─── Data for processing
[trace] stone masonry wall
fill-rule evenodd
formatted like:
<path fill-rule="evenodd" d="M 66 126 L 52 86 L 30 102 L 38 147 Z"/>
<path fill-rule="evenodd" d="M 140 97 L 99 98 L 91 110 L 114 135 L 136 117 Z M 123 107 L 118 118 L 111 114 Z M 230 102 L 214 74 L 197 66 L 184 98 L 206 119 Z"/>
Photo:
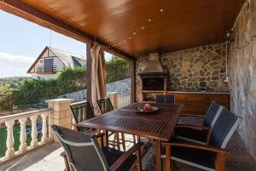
──────
• Your task: Arrange the records above as a Markdown table with two columns, No. and Text, giving each line a row number and skipping blank lines. Omit the pictures from your answer.

• Completed task:
| No. | Text |
|---|---|
| 1 | [trace] stone masonry wall |
| 2 | fill-rule evenodd |
| 3 | formatted like: |
| 4 | <path fill-rule="evenodd" d="M 66 126 L 52 86 L 30 102 L 38 147 Z"/> |
| 5 | <path fill-rule="evenodd" d="M 140 97 L 99 98 L 91 110 L 114 135 L 136 117 Z M 123 107 L 118 118 L 111 114 Z M 230 102 L 214 74 L 197 66 L 184 98 L 206 119 Z"/> |
| 6 | Photo: |